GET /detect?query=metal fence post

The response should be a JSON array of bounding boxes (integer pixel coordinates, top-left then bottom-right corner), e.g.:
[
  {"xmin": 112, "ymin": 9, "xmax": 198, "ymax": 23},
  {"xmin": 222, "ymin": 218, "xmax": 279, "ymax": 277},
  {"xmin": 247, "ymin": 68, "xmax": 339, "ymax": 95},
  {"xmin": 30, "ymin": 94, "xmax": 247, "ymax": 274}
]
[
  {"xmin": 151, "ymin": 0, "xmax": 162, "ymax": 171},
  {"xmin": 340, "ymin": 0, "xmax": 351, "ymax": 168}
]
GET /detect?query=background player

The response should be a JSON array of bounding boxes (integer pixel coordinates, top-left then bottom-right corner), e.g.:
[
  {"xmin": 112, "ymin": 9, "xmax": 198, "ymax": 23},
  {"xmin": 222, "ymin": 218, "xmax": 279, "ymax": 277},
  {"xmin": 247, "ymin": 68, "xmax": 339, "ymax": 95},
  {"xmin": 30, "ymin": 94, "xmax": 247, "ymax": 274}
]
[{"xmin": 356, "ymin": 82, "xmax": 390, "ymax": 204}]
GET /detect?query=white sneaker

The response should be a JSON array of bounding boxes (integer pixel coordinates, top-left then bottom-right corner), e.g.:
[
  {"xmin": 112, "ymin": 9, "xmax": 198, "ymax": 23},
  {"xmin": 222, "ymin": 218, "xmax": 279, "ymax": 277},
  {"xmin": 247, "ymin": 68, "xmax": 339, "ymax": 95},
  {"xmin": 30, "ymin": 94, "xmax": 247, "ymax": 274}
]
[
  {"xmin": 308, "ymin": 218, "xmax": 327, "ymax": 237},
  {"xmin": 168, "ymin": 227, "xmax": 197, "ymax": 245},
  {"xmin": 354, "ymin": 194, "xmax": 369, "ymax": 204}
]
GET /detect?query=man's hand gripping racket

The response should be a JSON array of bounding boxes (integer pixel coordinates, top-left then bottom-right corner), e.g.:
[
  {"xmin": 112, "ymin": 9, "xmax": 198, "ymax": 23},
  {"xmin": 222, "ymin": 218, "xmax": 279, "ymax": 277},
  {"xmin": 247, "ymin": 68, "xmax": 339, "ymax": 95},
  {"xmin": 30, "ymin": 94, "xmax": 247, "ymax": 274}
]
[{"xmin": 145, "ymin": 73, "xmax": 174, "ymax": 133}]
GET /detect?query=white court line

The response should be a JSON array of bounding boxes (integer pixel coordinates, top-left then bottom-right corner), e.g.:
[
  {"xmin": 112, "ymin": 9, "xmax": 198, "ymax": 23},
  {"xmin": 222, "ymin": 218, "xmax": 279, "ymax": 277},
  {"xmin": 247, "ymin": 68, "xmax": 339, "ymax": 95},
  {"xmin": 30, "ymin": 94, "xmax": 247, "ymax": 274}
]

++++++++++++++++++++

YOUR TASK: Lines holding "detect" in the listing above: report how many there are, with the number alone.

ANSWER SECTION: 5